● Passage provided
Although he had already established himself as an actor in Toronto under his birth name of David Elliott on the CBC series Street Legal (1985-88), he was forced to make a minor name alteration since the moniker was already taken by another Screen Actors Guild member. With the Mickey Mouse people out of the way, the lean and mean 6-foot-4-inch actor landed a guest shot on China Beach, immediately followed by a movie-of-the-week with Heather Locklear.
After the hot start, everything dried up for nine months. "I realized I had lost the whole reason I'd become an actor in the first place, started taking acting classes again and changed my perspective," Elliott, 35, said. Things fell into place at a fast clip for the chastened, dry and witty Elliott, with multiple guest-starring roles, a two-season co-starring stint on the syndicated series version of The Untouchables, occasional featured roles in telefilms and recurring parts on Knots Landing and Melrose Place.
In JAG, NBC's one-hour, action-adventure series, Elliott portrays Lt. Harmon Rabb Jr., a disgraced fighter pilot-turned-U.S. Navy lawyer assigned to the office of the Judge Advocate General (JAG in Navy parlance). Elliott is not tremendously interested in the future, having reached a dead end after careful planning once before. "I've learned to take one day at a time," he said, yawning, "and just hope that my first big break in the form of a network series leads to great success. If not, so be it.

● Directive
Write out the whole passage about Elliott's acting career again, word for word. The material that comes next is not needed.

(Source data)
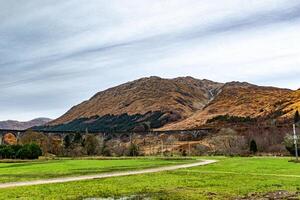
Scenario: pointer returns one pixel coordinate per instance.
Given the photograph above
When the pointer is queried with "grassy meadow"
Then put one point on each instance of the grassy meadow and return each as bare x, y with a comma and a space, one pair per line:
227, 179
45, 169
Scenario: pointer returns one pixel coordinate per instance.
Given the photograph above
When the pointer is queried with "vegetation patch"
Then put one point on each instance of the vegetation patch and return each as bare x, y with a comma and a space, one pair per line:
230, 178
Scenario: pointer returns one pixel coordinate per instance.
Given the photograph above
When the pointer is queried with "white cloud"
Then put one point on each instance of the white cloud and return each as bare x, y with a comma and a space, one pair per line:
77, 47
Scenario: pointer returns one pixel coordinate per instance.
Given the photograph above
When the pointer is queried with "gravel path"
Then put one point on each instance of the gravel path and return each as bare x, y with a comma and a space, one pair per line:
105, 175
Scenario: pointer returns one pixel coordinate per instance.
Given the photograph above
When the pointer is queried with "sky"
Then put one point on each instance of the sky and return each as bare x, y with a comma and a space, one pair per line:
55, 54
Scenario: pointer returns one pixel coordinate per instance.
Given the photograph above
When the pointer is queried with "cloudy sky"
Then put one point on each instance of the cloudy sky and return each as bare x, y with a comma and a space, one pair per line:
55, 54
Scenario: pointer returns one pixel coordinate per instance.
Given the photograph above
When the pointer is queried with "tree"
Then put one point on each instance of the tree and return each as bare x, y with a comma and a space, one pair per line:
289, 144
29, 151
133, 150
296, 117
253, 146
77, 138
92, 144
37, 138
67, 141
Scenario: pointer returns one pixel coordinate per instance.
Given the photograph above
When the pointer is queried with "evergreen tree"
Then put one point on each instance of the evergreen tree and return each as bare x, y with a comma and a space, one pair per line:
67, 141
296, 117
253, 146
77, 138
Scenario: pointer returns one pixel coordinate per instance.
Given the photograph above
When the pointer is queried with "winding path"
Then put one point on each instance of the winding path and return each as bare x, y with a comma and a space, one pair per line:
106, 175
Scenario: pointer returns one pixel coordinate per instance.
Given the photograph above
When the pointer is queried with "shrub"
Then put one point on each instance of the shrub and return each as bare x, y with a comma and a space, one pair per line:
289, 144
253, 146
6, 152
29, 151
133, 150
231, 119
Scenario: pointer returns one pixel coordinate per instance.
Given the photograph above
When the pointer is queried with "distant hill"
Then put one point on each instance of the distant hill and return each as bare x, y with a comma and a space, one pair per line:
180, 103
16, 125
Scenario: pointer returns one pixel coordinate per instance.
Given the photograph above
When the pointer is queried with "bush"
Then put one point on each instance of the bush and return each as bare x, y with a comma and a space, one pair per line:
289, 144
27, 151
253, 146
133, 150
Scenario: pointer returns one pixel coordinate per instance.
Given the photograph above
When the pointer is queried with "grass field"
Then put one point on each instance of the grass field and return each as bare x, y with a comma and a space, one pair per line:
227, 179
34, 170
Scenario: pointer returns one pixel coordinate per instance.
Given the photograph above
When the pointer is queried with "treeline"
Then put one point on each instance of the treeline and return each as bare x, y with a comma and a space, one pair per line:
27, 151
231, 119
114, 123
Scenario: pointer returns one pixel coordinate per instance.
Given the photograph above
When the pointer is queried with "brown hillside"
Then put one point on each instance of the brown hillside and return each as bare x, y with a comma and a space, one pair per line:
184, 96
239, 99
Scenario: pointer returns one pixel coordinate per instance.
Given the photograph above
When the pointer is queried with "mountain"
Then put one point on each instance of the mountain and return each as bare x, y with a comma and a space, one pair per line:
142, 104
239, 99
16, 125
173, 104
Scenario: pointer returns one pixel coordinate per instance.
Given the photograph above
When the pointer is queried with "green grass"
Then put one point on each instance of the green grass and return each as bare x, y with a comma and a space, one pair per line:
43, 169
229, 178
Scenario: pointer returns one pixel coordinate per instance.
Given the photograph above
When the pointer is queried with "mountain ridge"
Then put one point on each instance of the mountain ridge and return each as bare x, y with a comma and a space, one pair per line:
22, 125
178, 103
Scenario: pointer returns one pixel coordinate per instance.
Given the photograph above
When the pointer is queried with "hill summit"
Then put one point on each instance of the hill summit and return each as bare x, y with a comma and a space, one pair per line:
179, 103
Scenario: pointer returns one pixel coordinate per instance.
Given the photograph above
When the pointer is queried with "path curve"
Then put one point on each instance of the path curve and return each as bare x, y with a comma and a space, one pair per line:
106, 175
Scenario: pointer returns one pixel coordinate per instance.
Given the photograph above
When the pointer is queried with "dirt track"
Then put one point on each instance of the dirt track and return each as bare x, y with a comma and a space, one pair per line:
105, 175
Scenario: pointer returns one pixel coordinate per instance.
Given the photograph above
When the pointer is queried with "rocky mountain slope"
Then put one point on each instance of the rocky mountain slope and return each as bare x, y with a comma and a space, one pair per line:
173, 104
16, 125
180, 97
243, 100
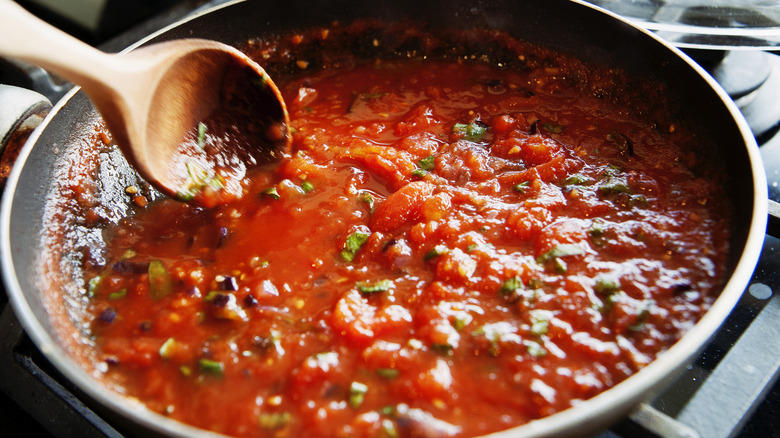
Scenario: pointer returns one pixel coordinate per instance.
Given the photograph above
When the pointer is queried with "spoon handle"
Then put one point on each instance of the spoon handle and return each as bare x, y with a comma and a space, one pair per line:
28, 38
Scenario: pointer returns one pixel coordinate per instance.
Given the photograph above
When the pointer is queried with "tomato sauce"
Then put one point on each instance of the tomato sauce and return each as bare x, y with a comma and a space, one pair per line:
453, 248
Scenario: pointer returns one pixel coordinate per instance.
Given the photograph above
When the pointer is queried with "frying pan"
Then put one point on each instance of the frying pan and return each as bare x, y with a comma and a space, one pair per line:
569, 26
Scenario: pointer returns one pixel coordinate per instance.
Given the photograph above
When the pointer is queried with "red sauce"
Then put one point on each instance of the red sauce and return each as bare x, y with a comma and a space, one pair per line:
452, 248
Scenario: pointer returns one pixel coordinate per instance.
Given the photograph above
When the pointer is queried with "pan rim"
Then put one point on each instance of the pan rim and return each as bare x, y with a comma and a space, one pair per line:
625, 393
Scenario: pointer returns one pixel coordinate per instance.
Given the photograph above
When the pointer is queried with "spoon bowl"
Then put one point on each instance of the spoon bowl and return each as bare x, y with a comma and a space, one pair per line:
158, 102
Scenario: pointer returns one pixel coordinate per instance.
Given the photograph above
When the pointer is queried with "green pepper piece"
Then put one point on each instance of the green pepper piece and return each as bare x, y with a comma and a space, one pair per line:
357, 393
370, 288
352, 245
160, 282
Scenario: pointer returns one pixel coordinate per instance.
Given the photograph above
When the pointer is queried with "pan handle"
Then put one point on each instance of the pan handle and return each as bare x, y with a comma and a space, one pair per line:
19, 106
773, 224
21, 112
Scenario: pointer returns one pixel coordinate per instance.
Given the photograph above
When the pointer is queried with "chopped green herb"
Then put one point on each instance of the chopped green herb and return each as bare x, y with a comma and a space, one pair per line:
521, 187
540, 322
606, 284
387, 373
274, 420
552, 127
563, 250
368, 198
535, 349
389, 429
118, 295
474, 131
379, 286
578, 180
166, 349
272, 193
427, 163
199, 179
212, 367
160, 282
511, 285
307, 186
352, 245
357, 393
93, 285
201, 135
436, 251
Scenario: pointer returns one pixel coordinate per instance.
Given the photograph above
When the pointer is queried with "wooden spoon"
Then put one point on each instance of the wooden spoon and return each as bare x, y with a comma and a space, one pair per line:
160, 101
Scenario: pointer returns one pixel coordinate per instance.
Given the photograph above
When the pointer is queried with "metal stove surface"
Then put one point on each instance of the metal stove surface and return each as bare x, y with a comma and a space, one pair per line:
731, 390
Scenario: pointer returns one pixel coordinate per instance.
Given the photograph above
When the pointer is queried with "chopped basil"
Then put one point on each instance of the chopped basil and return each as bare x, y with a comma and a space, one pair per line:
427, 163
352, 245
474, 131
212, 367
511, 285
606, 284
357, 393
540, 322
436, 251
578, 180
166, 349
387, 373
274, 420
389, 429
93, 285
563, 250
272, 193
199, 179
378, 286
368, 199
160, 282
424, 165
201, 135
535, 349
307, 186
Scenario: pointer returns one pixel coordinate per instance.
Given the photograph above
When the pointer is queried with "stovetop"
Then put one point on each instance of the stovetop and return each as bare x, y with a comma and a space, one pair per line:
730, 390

● Correct output
Although he had already established himself as an actor in Toronto under his birth name of David Elliott on the CBC series Street Legal (1985-88), he was forced to make a minor name alteration since the moniker was already taken by another Screen Actors Guild member. With the Mickey Mouse people out of the way, the lean and mean 6-foot-4-inch actor landed a guest shot on China Beach, immediately followed by a movie-of-the-week with Heather Locklear.
After the hot start, everything dried up for nine months. "I realized I had lost the whole reason I'd become an actor in the first place, started taking acting classes again and changed my perspective," Elliott, 35, said. Things fell into place at a fast clip for the chastened, dry and witty Elliott, with multiple guest-starring roles, a two-season co-starring stint on the syndicated series version of The Untouchables, occasional featured roles in telefilms and recurring parts on Knots Landing and Melrose Place.
In JAG, NBC's one-hour, action-adventure series, Elliott portrays Lt. Harmon Rabb Jr., a disgraced fighter pilot-turned-U.S. Navy lawyer assigned to the office of the Judge Advocate General (JAG in Navy parlance). Elliott is not tremendously interested in the future, having reached a dead end after careful planning once before. "I've learned to take one day at a time," he said, yawning, "and just hope that my first big break in the form of a network series leads to great success. If not, so be it.